→ Written task
Please show every line of the records below that contains the word "vertical", copying each line in full.

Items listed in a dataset
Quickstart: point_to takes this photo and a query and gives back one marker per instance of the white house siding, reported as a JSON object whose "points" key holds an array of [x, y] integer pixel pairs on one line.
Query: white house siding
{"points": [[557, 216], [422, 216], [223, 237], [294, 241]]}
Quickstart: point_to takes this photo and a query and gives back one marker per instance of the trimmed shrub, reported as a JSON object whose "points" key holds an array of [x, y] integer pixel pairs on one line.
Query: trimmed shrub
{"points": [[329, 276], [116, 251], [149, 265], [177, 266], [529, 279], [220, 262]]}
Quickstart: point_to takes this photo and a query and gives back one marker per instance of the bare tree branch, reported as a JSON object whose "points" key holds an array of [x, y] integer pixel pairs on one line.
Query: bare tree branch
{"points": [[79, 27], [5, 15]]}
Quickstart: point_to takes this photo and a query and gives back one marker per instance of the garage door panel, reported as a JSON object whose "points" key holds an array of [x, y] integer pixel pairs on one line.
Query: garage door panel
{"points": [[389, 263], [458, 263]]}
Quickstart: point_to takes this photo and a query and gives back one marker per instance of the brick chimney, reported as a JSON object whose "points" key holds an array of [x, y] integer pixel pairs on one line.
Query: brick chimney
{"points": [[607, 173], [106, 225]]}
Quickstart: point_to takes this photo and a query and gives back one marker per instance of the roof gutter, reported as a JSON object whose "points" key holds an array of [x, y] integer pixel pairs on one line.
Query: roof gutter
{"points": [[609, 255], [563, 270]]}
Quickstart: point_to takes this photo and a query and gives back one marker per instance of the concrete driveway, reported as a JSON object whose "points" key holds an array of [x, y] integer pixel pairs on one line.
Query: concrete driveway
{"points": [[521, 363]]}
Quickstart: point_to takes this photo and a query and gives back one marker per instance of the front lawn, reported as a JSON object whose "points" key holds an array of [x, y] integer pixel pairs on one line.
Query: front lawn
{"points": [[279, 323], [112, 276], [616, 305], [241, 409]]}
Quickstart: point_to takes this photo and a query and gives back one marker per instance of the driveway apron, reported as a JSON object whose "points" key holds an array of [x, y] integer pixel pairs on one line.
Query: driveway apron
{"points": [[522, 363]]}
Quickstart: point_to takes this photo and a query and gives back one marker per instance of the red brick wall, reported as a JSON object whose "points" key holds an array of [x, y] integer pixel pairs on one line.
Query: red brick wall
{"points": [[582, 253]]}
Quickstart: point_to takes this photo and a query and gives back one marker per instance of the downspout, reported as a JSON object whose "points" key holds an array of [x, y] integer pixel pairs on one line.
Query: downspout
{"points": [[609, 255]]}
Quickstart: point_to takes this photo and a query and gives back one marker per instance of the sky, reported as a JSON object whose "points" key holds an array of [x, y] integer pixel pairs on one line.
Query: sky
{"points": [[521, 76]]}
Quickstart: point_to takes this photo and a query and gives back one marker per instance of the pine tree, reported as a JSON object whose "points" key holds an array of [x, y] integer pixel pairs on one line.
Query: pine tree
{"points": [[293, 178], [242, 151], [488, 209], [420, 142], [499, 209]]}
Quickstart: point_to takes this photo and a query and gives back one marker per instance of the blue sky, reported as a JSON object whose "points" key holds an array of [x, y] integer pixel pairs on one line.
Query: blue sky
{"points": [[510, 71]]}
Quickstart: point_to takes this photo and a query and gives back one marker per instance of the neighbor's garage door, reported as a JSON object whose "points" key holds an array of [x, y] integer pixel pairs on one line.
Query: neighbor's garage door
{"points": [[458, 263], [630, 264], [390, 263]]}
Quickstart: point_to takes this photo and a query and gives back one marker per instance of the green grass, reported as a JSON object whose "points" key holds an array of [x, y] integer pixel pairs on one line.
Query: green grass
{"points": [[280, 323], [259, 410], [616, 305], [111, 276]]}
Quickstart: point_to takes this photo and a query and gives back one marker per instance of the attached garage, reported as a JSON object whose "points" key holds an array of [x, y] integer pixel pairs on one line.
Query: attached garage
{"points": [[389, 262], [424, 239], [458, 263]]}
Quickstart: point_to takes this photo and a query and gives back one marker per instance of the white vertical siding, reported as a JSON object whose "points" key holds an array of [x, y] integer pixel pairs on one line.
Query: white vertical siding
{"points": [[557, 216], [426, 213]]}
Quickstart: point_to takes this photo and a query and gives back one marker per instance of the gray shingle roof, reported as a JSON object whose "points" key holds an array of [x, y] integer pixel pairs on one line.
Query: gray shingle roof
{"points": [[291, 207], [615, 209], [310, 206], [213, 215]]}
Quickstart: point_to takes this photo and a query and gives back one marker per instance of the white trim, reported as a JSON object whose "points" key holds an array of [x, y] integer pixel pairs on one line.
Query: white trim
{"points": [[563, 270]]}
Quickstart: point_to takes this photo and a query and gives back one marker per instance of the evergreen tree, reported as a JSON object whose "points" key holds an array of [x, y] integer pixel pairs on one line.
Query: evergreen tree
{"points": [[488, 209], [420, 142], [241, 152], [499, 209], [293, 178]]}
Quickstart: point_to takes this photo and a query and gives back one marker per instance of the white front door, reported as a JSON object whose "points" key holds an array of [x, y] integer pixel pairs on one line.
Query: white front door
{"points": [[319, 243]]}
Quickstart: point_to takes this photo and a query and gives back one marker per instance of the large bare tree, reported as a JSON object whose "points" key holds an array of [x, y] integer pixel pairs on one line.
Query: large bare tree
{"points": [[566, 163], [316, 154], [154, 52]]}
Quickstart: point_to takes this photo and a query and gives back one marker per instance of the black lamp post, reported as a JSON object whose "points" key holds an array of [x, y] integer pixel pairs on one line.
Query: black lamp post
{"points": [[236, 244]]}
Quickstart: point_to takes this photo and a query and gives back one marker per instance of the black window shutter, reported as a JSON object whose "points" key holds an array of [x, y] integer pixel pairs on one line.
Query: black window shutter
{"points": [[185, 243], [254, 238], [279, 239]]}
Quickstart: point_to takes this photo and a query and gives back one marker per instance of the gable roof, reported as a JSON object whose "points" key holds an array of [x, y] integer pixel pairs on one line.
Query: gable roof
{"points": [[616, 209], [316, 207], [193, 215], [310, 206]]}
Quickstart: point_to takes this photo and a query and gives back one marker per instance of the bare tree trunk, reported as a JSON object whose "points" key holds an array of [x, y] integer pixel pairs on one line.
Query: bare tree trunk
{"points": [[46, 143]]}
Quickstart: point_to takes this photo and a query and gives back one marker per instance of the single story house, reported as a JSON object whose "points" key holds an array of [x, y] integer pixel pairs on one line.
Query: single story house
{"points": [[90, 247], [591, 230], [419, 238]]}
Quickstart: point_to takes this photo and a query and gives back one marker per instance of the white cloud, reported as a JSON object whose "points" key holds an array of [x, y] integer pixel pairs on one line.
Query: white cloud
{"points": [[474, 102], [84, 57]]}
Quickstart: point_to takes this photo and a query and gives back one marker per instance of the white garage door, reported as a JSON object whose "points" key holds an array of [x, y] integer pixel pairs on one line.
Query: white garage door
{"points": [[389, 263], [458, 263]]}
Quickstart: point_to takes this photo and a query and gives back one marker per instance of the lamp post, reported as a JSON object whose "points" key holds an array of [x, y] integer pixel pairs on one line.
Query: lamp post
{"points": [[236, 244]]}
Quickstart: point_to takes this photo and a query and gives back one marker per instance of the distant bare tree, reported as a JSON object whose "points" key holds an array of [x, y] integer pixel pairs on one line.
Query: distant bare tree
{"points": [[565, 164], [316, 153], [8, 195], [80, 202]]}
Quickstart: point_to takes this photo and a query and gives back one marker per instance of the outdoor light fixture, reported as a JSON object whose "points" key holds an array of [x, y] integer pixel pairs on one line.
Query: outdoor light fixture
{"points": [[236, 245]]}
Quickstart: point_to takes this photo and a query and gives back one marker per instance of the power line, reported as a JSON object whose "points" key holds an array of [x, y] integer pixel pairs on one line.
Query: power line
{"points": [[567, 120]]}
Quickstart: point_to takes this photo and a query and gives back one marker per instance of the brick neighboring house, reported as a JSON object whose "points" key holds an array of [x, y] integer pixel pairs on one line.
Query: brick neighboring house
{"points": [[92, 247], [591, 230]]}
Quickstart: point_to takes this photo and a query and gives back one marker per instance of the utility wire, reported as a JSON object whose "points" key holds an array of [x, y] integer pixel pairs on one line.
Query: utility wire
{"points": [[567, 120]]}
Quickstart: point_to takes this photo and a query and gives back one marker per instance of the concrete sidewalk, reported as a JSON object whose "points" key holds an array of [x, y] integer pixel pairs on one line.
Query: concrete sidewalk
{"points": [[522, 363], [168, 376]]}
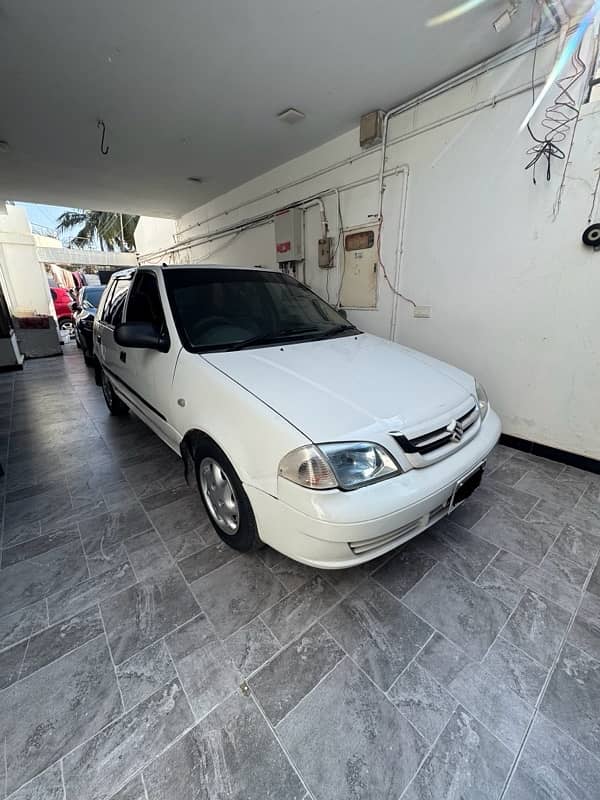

→ Reply
Quickstart: point_to takes this photo and a query and gives back one marker per instance of the white vertical siding, reported as a JSON object whose "points" key holds an array of [x, y] integer pixel pairs on one line.
Query: white vertical siding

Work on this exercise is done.